- **Collected data**:

◆ ◆ ◆ ◆

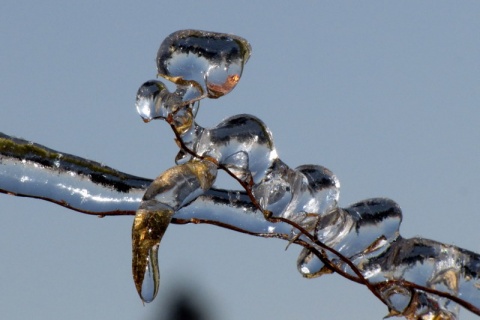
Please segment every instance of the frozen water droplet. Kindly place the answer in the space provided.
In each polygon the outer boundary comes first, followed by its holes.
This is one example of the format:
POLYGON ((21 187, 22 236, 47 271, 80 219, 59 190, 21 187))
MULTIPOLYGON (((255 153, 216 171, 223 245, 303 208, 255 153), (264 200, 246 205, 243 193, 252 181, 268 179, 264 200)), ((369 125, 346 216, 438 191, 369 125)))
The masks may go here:
POLYGON ((218 98, 235 88, 250 52, 250 44, 235 35, 181 30, 160 45, 158 74, 179 85, 199 87, 201 97, 218 98))
POLYGON ((183 134, 192 128, 199 106, 194 101, 197 95, 191 97, 190 94, 191 90, 182 86, 171 93, 161 81, 150 80, 138 89, 135 107, 143 121, 168 119, 177 132, 183 134))
POLYGON ((282 161, 276 160, 262 183, 253 187, 253 195, 263 209, 284 216, 283 213, 293 198, 291 171, 282 161))
MULTIPOLYGON (((296 168, 307 178, 311 190, 313 212, 326 214, 337 206, 340 182, 327 168, 319 165, 302 165, 296 168)), ((312 212, 312 209, 309 212, 312 212)))
POLYGON ((171 95, 161 81, 150 80, 140 86, 137 91, 135 107, 143 121, 148 122, 166 117, 165 98, 171 99, 171 95))

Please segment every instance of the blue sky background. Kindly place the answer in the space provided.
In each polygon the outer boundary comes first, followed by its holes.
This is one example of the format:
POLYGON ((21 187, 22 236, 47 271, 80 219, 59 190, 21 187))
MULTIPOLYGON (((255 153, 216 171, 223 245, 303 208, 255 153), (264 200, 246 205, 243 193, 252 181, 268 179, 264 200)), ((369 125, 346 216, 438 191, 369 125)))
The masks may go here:
MULTIPOLYGON (((199 123, 251 113, 281 158, 322 164, 340 205, 377 196, 403 209, 401 232, 480 252, 480 3, 477 1, 3 1, 0 131, 153 178, 173 165, 164 123, 135 94, 171 32, 248 39, 253 55, 199 123)), ((367 289, 306 280, 300 248, 212 226, 172 226, 161 288, 143 306, 131 279, 132 217, 98 219, 0 195, 3 319, 153 319, 178 288, 215 319, 381 319, 367 289)), ((462 319, 474 319, 463 312, 462 319)))

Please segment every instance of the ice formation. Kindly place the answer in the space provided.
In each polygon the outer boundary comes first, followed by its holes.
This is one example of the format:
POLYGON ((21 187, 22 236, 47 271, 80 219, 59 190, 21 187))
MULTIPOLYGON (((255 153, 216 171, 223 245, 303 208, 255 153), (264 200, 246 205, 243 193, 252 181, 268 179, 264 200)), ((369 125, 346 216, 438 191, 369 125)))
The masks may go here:
POLYGON ((136 108, 145 122, 166 121, 180 151, 176 166, 155 180, 0 134, 0 191, 53 201, 81 212, 133 214, 132 267, 144 302, 157 294, 157 253, 170 223, 210 223, 303 247, 307 278, 336 272, 363 284, 391 316, 457 319, 459 306, 480 315, 480 255, 452 245, 403 238, 402 212, 386 198, 337 205, 339 181, 319 165, 290 168, 268 127, 252 115, 214 128, 195 122, 199 101, 228 94, 250 57, 238 36, 182 30, 157 54, 158 80, 140 86, 136 108), (215 188, 219 170, 238 190, 215 188))

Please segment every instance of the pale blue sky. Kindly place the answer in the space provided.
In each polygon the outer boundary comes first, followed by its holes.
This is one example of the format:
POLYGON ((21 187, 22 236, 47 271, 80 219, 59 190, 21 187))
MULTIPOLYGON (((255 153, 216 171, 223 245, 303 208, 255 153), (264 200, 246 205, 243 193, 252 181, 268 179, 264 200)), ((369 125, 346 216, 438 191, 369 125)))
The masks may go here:
MULTIPOLYGON (((252 57, 231 94, 203 102, 201 124, 254 114, 285 162, 337 174, 342 206, 390 197, 404 236, 480 252, 480 3, 264 3, 3 1, 0 131, 153 178, 176 147, 165 124, 141 121, 134 99, 155 77, 160 42, 186 28, 234 33, 252 57)), ((160 294, 144 307, 131 222, 0 195, 2 319, 147 319, 179 283, 216 319, 387 312, 338 275, 302 279, 299 248, 210 226, 168 230, 160 294)))

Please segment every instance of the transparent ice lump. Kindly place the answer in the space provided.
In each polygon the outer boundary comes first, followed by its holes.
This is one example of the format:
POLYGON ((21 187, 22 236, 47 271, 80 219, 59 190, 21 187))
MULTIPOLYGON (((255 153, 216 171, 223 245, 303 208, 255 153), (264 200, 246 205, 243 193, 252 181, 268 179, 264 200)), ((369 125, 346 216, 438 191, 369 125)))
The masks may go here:
POLYGON ((173 93, 160 81, 140 87, 136 107, 144 121, 165 118, 203 98, 219 98, 235 88, 250 57, 243 38, 198 30, 168 36, 157 53, 158 75, 176 84, 173 93), (155 103, 152 104, 153 100, 155 103))
POLYGON ((161 81, 150 80, 137 92, 142 119, 165 120, 181 149, 177 166, 147 189, 134 220, 132 266, 142 300, 152 301, 158 291, 158 247, 171 219, 205 211, 245 232, 304 243, 297 261, 304 277, 334 270, 368 283, 389 315, 456 319, 458 301, 449 297, 480 308, 478 255, 427 239, 402 238, 402 213, 390 199, 339 208, 335 175, 319 165, 290 168, 278 157, 269 128, 255 116, 236 115, 214 128, 195 122, 199 100, 229 93, 250 53, 248 42, 238 36, 177 31, 164 40, 156 59, 158 75, 176 90, 169 92, 161 81), (239 196, 228 201, 205 196, 218 170, 239 182, 244 191, 231 192, 241 193, 248 205, 234 203, 239 196), (246 223, 241 218, 246 214, 257 218, 246 223))

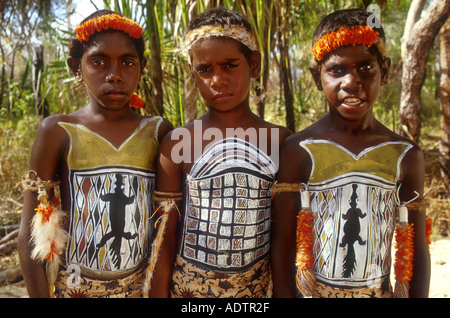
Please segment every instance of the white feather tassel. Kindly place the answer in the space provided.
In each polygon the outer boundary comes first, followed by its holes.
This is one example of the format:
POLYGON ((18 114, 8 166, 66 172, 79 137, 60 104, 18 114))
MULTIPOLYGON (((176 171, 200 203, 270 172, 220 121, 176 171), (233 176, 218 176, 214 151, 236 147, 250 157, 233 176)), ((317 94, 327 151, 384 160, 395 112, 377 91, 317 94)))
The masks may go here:
POLYGON ((55 187, 56 206, 48 201, 45 188, 39 187, 40 204, 36 214, 31 221, 31 240, 34 243, 32 258, 46 262, 47 281, 52 294, 53 285, 56 281, 61 255, 66 248, 68 239, 67 231, 64 229, 64 221, 67 213, 60 208, 59 187, 55 187))

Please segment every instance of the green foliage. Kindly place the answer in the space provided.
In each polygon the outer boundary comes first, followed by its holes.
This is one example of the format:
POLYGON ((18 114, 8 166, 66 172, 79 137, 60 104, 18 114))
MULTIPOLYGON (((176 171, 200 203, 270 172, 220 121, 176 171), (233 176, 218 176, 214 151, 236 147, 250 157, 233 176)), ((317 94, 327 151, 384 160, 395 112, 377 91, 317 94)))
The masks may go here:
POLYGON ((39 120, 33 115, 21 119, 0 120, 0 197, 15 197, 14 189, 27 169, 31 147, 39 120))
MULTIPOLYGON (((262 49, 263 58, 269 58, 269 75, 267 79, 267 98, 265 103, 265 119, 278 124, 284 124, 284 96, 280 88, 279 65, 289 62, 294 95, 294 113, 296 129, 302 129, 320 118, 326 111, 323 96, 317 91, 309 73, 311 63, 312 33, 326 14, 331 11, 349 8, 364 7, 361 0, 294 0, 294 1, 174 1, 174 0, 103 0, 91 1, 97 8, 109 8, 130 17, 144 27, 144 38, 147 42, 146 56, 151 59, 156 50, 160 53, 162 68, 162 89, 164 116, 175 126, 185 124, 184 112, 186 101, 184 99, 184 85, 189 75, 187 63, 175 54, 189 19, 193 15, 216 5, 222 5, 243 12, 254 28, 255 38, 262 49), (101 4, 101 6, 100 6, 101 4), (280 10, 283 11, 280 11, 280 10), (274 45, 278 41, 276 36, 270 34, 278 32, 276 19, 280 12, 289 18, 287 30, 289 45, 289 61, 280 61, 279 52, 274 45), (149 36, 150 24, 154 23, 158 39, 152 42, 149 36)), ((392 59, 389 84, 382 89, 379 101, 374 107, 377 118, 386 126, 396 130, 398 127, 398 106, 401 91, 401 54, 400 43, 403 34, 404 22, 411 0, 384 0, 373 1, 381 7, 381 21, 387 33, 389 54, 392 59)), ((57 1, 60 6, 64 2, 57 1)), ((367 1, 364 1, 367 4, 367 1)), ((58 7, 57 7, 58 8, 58 7)), ((55 8, 52 8, 56 10, 55 8)), ((59 7, 59 10, 62 10, 59 7)), ((48 14, 39 24, 37 36, 44 44, 45 65, 39 74, 39 87, 42 99, 50 109, 50 114, 70 113, 87 104, 87 97, 83 85, 77 84, 66 65, 67 51, 73 30, 67 30, 66 18, 57 14, 48 14)), ((23 63, 17 59, 20 74, 8 84, 8 93, 0 105, 2 118, 18 120, 23 116, 36 114, 35 96, 31 87, 31 62, 23 52, 23 63), (21 63, 19 63, 21 62, 21 63)), ((28 54, 29 56, 30 54, 28 54)), ((439 115, 439 105, 436 100, 436 81, 433 69, 434 54, 430 54, 427 74, 423 88, 423 112, 425 123, 435 125, 439 115)), ((148 108, 145 113, 156 113, 152 94, 155 83, 150 68, 144 71, 139 90, 147 101, 148 108)), ((253 105, 254 106, 254 105, 253 105)), ((201 115, 205 105, 201 99, 197 101, 197 111, 201 115)))

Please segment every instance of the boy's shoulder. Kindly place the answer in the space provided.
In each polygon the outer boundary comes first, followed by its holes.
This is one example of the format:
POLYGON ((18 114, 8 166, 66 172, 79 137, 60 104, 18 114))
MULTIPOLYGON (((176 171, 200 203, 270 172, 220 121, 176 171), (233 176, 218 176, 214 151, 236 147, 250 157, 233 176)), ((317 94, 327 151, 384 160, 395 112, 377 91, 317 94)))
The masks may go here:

◆ ◆ ◆ ◆

For the word "Please", find every line in the data that holds it and copy that line.

Please segment every instance of the frozen water droplet. Kindly place the answer in the space provided.
Please segment every instance of the blue sky background. Kindly place the answer in the space provided.
Please segment every instance of the ice formation. Kindly place the answer in the space provided.
Please segment every instance of the pale blue sky. Kindly place the answer in the space provided.
Please segment every instance of the transparent ice lump. Kindly place the answer in the space provided.
Please segment every instance of the white feather tassel. Kindly place the answer in the space provided.
Please segment every instance of the green foliage. Kindly place the answer in the space provided.
Please segment every instance of the boy's shoulder. Kindly place the answer in the space provided.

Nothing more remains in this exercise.